(EXERCISE REQUIREMENTS) Repeat the whole listing, keeping every word and every line intact.

(INPUT RECORDS)
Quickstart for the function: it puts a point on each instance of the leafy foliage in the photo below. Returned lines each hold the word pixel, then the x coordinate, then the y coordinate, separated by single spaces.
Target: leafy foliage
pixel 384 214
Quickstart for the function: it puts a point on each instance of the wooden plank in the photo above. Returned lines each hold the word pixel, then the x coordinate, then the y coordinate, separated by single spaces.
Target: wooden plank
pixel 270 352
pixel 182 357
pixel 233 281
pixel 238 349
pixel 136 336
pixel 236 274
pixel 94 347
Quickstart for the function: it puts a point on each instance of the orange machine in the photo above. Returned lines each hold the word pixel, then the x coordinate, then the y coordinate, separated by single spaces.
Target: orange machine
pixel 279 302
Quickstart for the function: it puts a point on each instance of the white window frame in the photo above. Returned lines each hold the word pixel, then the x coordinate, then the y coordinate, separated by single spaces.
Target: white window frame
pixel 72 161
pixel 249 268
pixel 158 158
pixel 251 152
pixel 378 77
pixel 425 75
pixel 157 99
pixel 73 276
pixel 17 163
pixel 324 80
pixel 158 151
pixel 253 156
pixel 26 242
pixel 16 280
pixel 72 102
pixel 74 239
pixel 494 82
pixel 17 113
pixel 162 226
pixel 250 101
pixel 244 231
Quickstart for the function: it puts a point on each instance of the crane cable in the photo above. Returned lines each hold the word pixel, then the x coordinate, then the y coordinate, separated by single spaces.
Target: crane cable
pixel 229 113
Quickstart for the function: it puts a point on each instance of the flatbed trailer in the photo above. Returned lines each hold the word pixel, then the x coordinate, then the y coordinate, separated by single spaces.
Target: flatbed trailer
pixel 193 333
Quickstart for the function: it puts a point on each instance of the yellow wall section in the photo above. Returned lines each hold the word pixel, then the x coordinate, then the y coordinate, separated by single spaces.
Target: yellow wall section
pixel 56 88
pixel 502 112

(ANSWER BOX)
Quickstart for the function: it puts a point on each instance of the leafy foliage in the photo below. Returned lines each hold the word pixel, then the x coordinate, then the y coordinate, separated by single spaces.
Target: leafy foliage
pixel 384 214
Quickstart for the function: it puts a point on each instance of the wooden plank in the photo above. Returned lines each hold the word pixel, then the x coordinate, then the y coordinate, separated by single spaces.
Target: wooden plank
pixel 270 352
pixel 182 357
pixel 233 281
pixel 238 349
pixel 136 336
pixel 236 274
pixel 94 347
Quickstart for the function: it puts a point on each instance of the orange machine in the photo above. Returned lines each hold the word pixel, then the x coordinate, then the y coordinate, separated by single spaces.
Target: orange machine
pixel 279 302
Quickstart for the function: it puts a point on each instance of the white window frame in the photo above. Returned lines each hold the word pixel, then the x coordinate, then the y coordinate, separated by single spaces.
Target: white window frame
pixel 72 161
pixel 249 268
pixel 158 158
pixel 251 152
pixel 378 77
pixel 425 75
pixel 157 99
pixel 73 276
pixel 17 163
pixel 324 80
pixel 158 151
pixel 253 156
pixel 26 242
pixel 16 280
pixel 72 102
pixel 74 239
pixel 494 82
pixel 17 113
pixel 162 226
pixel 250 101
pixel 244 231
Quickstart for the function: it puts a point on each instance of the crane cable in the photo above. Returned lines each hold the word pixel, then the x coordinate, then the y coordinate, separated by single spaces.
Target: crane cable
pixel 229 113
Quickstart for the function: it puts a point on each instance of the flatbed trailer in the photo above. Returned lines each hold the word pixel, then the x coordinate, then the y coordinate, separated by single spaces.
Target: flatbed trailer
pixel 193 333
Quickstart for the function: it puts a point on each instance of the yellow wall section in the photo above. Returned lines each hold the word pixel, then the x coordinate, then the y coordinate, separated by single spaces.
Target: yellow wall section
pixel 56 88
pixel 502 112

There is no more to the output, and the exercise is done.